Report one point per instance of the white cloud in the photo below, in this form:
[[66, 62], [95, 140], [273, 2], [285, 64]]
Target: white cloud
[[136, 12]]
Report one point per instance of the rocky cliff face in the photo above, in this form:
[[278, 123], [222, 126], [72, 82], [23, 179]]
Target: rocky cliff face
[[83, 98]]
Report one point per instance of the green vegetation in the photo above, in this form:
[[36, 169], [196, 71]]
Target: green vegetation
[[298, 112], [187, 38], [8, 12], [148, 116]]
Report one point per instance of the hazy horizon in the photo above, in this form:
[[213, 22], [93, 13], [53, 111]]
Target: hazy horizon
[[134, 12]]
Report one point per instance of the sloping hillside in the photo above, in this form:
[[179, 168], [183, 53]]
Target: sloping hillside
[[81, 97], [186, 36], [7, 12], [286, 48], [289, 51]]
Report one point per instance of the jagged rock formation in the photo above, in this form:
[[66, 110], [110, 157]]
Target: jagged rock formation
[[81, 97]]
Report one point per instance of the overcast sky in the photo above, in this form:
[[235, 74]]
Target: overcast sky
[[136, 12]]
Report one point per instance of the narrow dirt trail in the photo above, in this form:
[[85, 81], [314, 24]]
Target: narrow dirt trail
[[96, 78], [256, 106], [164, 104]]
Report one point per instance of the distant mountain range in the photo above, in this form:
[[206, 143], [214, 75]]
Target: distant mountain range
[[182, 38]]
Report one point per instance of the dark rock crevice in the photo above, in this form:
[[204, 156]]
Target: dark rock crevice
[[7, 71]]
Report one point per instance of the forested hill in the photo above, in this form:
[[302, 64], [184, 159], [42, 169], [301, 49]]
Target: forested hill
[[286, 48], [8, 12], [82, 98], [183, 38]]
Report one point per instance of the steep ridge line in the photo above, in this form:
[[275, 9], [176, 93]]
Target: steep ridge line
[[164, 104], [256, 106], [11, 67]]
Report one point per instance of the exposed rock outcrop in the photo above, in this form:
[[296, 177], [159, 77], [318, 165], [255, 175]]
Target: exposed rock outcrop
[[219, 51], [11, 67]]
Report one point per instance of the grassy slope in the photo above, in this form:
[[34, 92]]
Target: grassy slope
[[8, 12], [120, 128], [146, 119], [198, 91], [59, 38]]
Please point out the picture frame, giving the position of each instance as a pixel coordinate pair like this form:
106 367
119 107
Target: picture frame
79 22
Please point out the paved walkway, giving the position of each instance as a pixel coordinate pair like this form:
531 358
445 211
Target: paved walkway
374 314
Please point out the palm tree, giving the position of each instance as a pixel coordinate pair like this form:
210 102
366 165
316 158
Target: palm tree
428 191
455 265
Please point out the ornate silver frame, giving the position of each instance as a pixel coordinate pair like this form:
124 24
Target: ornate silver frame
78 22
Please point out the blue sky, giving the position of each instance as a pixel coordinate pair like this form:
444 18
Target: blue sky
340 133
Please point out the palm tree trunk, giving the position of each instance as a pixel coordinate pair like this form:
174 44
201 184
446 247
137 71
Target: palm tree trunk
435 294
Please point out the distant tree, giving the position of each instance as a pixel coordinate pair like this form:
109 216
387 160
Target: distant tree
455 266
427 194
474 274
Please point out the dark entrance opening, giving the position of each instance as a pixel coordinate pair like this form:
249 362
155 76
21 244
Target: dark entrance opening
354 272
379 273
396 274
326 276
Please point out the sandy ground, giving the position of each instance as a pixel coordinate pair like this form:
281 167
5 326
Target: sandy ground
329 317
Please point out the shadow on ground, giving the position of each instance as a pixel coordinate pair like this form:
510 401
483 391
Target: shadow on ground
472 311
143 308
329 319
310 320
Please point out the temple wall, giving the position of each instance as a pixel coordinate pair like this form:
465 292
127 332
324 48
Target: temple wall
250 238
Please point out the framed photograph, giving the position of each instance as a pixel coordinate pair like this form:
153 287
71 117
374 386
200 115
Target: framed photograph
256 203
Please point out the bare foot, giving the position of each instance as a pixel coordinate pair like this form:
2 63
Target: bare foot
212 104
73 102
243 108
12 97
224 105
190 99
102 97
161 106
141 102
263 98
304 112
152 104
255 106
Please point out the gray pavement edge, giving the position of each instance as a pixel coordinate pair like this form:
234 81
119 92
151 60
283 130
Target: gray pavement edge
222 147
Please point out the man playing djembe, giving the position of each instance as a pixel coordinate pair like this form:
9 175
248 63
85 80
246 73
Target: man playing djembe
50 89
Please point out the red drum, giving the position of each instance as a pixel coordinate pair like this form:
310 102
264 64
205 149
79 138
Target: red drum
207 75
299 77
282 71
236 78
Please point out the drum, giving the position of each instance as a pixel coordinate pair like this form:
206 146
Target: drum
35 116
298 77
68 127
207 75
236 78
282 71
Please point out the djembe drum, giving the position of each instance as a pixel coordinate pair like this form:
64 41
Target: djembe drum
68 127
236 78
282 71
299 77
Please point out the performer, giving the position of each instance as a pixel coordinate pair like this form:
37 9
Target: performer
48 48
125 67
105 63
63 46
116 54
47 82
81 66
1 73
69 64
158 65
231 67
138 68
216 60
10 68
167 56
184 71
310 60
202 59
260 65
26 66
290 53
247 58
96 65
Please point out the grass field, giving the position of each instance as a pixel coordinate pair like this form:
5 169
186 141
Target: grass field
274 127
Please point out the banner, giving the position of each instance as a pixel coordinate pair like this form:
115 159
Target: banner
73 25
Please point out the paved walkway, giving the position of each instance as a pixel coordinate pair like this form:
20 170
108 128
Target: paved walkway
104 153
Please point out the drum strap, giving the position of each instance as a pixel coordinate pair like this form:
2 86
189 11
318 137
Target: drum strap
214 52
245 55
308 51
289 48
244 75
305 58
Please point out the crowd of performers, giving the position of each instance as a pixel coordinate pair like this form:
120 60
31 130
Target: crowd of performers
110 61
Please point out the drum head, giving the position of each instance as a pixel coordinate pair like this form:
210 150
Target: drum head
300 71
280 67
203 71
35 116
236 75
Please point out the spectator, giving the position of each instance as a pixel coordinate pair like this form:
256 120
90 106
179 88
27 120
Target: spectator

- WHAT IS NEEDED
Copy each line above containing the string "spectator".

- REPLY TO THE EXERCISE
Please point out the spectator, giving the position of each instance as a pixel coordinate pair like this form:
Target: spectator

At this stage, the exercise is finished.